## SHORT PROBLEM
Convert the material below into a JSON list of strings, with one string for each line and blank lines omitted. Leave the pictures out of your answer.

---------- RECORDED DATA

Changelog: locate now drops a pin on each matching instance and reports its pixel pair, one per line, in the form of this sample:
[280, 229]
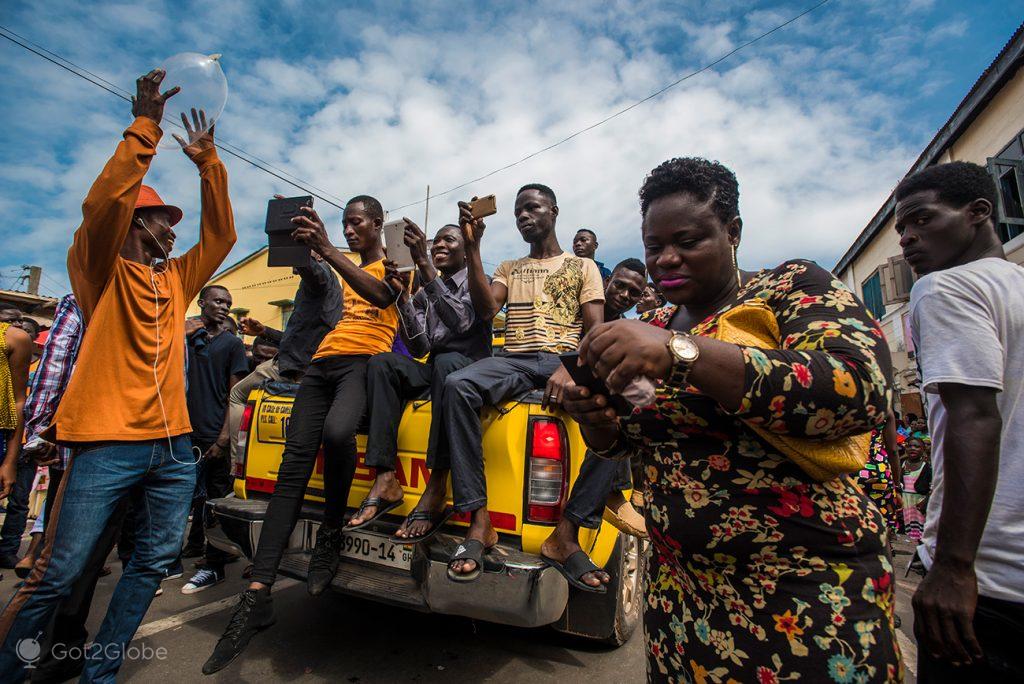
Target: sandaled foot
[585, 574]
[384, 496]
[580, 571]
[466, 561]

--------------------

## PROBLEM SOLUTION
[
  "Changelog: locate now drops a pin on each matching instance and reports its pixel pair, one per line, in the form of this sample:",
  "[280, 229]",
  "Target: sandaled foot",
  "[585, 574]",
  "[384, 496]",
  "[580, 571]",
  "[466, 561]"
]